Page text –
>>>>>
In his first two books, Lee Harmon took a creative approach to biblical interpretation.  Rather than a usual commentary, he wrote stories set in the days of the beginning of Christianity.  Through these stories, he illustrated how the gospel of John and the book of Revelation may have come to be written.  Both books are enjoyable as stories and provide historical context.  They also hint at (sometimes more than hint at) Lee’s form of liberal Christianity.

Lee has a new book, The River of Life, in which he seeks to better explain what liberal Christians, such as himself, believe about the Bible and Jesus.  This book is short and personal.  It is also engaging and a good read.

The first chapter is a discussion of heaven and hell.  This chapter is strong, but also points to the problems and challenges of such a book.  As I read I found myself in agreement with much of it, as Lee sought to show that the common conservative, and traditional, view of eternal conscious torment is not the best supported view in the Bible.  Yet many non-liberals would agree with Lee’s case here.  Certainly the traditional view still holds sway in much of “conservative” Christianity but there is much more diversity then Lee seems to allow.

This is even more apparent which begins with a paragraph describing “conservative” Christianity as holding to dispensational theology (think Left Behind).  While holding a non-traditional view of hell may lead to ostracism in many conservative circles, there is much more diversity on the topic of Jesus’ return.  You can find conservatives all over the spectrum.  The seminary I attended was very conservative but few professors (perhaps none) had time for rapture nonsense.  You can find conservatives who hold to all sorts of views from preterism to amillennialism.

Lee clearly paints with a broad brush, a necessity of a book under 100 pages.  And Lee is very hopeful, looking for people on both sides of the liberal-conservative divide to reach across and join hands for the greater good.  Yet if Lee is looking for fundamentalists of the variety he often targets (those who hold to Left Behind theology, for example) to embrace him, he is destined for disappointment.  If he hopes to find friends among other conservatives, perhaps there is more cause for hope.

When I read what Lee writes about the Good News, the Historical Jesus and other topics, I find a lot to applaud.  I also find things to disagree with.  For example, Lee talks about the gospel emphasis on making life better on this side of the grave.  I agree wholeheartedly with this.  While Lee does not deny that the Bible speaks about an afterlife, he is skeptical about the existence of such.  I would respond that it is both – for as much as salvation is about this world, there is great hope for the next world too.  And while Lee is right in being critical of Christians who solely wish to be whisked away to heaven, I’d bet it is Christians with a strong view in an afterlife who have done the most good in this world.  It makes me think of a CS Lewis quote, “Aim at heaven and you will get earth thrown in. Aim at earth and you get neither.”
<<<<<
Stated problem 1 – Print the records exactly as they appear, from the line containing "Please mark the yellow" through the end of the records, with both ends included.

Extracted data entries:
>>>>>
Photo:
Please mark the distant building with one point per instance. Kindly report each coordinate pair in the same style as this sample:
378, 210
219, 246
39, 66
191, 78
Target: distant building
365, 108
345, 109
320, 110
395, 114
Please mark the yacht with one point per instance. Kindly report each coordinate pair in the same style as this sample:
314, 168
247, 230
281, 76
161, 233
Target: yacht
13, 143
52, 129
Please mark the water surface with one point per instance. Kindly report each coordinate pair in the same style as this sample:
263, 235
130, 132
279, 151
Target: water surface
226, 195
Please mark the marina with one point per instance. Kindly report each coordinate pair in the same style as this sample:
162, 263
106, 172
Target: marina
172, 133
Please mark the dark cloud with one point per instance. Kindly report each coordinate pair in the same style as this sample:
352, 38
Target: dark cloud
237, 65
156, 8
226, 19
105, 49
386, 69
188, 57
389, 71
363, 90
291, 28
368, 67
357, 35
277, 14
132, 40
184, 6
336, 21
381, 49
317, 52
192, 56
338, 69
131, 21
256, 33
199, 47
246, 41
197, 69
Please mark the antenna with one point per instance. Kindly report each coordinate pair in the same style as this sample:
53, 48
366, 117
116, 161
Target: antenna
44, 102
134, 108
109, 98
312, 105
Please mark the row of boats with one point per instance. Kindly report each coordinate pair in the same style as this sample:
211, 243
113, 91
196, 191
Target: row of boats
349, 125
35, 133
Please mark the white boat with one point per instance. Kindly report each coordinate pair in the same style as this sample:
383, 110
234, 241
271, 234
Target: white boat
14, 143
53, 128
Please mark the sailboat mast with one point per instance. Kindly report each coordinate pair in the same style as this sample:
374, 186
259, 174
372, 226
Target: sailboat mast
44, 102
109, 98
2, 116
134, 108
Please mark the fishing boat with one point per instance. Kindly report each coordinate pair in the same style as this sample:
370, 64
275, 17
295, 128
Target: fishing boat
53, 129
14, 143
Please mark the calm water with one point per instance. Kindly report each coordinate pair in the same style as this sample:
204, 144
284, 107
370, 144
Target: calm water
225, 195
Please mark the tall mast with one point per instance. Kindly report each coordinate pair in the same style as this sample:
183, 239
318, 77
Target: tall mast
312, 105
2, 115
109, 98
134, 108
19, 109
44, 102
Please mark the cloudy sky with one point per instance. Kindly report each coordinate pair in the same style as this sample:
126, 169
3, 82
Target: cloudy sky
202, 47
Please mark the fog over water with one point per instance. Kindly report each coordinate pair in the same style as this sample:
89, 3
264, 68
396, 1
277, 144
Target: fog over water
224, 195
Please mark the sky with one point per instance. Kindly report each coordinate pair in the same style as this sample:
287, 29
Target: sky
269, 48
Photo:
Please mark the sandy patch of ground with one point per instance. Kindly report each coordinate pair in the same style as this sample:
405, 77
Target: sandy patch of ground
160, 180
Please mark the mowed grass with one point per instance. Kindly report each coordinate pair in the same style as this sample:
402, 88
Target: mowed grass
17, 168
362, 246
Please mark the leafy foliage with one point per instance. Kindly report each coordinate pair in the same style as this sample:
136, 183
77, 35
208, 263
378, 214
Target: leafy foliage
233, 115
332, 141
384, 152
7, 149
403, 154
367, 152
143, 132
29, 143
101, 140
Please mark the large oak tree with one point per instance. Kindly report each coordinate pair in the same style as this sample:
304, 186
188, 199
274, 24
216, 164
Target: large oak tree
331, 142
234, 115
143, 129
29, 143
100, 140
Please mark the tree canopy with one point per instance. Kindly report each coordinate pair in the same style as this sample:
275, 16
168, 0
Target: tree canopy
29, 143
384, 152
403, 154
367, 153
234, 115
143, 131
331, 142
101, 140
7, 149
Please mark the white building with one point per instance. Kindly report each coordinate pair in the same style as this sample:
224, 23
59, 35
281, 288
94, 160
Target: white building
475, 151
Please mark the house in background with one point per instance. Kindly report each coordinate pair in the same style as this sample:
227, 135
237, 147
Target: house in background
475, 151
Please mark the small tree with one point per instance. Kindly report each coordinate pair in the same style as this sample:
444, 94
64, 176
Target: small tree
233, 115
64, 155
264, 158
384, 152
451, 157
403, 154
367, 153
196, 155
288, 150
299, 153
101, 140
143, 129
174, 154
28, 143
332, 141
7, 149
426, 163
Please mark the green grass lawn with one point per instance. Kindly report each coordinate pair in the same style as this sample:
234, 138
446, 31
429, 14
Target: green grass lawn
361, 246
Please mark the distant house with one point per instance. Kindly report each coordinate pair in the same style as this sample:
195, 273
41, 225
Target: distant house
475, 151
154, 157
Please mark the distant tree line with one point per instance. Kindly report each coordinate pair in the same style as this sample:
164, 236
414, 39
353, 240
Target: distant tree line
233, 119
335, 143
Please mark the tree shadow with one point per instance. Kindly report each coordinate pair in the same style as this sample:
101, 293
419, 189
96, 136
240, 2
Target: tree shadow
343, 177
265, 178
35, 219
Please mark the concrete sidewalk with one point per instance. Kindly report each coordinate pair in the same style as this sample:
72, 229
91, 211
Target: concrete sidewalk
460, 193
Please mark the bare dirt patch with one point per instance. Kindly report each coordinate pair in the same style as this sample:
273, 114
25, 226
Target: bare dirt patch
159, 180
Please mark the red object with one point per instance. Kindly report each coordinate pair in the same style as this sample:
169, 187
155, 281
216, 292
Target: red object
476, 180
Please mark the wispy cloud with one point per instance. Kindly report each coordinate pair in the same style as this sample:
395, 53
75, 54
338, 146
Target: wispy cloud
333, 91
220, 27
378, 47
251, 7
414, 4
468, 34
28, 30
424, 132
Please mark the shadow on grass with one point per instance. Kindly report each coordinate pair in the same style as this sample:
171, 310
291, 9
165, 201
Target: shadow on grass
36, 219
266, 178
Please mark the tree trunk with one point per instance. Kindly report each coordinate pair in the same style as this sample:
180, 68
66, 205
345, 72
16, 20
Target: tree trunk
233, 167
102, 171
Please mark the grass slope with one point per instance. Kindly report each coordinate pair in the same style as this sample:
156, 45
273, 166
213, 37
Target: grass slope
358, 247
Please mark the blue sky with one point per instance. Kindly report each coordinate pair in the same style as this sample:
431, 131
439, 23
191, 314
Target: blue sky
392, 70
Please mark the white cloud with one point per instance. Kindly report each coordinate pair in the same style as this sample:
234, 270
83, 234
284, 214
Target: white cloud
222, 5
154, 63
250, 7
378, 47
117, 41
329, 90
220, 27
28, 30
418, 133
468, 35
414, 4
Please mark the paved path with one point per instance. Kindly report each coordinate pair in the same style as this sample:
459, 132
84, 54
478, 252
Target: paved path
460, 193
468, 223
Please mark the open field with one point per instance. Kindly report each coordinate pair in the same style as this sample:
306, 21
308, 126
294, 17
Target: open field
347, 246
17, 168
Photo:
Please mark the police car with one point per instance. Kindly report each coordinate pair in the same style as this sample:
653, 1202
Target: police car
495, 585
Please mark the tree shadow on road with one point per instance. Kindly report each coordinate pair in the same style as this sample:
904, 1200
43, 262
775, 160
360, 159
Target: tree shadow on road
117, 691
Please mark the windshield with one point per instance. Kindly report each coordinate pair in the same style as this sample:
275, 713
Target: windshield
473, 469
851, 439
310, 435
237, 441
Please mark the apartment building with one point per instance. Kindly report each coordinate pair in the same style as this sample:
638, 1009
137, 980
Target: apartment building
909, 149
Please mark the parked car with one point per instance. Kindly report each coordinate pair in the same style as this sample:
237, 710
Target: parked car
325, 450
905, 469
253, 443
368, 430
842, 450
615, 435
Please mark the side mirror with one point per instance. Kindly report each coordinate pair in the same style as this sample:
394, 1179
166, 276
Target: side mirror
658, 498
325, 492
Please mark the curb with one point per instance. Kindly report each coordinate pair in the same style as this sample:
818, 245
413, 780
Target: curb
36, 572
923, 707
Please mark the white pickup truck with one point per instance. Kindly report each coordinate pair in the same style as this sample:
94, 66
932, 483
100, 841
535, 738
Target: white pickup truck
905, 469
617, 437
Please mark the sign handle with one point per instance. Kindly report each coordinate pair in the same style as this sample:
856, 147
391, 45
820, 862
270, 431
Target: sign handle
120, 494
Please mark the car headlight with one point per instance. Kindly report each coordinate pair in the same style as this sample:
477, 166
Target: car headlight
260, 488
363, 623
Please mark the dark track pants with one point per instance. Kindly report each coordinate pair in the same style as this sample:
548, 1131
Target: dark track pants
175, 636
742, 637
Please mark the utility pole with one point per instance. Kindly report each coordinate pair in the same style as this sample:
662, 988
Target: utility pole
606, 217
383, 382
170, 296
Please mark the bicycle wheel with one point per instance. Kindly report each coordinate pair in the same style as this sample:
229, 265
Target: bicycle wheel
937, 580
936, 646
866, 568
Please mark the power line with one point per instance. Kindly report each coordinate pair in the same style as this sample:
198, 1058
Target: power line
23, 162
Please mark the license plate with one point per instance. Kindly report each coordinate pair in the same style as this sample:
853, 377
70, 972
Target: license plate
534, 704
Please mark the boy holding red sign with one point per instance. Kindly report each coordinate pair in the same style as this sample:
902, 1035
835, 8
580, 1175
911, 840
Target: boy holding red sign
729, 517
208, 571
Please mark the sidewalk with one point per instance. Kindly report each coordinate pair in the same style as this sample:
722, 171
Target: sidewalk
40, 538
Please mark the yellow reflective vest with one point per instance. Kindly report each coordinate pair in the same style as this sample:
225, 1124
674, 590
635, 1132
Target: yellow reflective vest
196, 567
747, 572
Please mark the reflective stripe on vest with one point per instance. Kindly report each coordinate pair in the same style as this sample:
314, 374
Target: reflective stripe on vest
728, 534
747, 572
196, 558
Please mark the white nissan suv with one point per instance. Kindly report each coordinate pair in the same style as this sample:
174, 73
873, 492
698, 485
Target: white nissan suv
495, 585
<<<<<
Stated problem 2 –
Decide whether each statement agrees with the book review. Answer yes or no, and quote the exact words from the review that settle it.
(a) The River of Life is under 100 pages long.
(b) The seminary the reviewer attended was very liberal.
(c) Lee denies that the Bible speaks about an afterlife.

Problem solution 1 –
Please mark the yellow reflective vest with one point per instance. Kindly report each coordinate pair in the same style as this sample:
225, 1124
674, 590
635, 1132
Target: yellow reflective vest
196, 567
747, 572
Please mark the reflective stripe on vest with one point per instance. Kindly report each coordinate pair in the same style as this sample:
314, 374
Target: reflective stripe on vest
728, 534
747, 572
196, 558
Please mark the white nissan suv with one point per instance. Kindly report each coordinate pair in the same style as this sample:
174, 73
873, 492
698, 485
Target: white nissan suv
495, 585

Problem solution 2 –
(a) Yes: "Lee clearly paints with a broad brush, a necessity of a book under 100 pages."
(b) No: "The seminary I attended was very conservative"
(c) No: "While Lee does not deny that the Bible speaks about an afterlife, he is skeptical about the existence of such."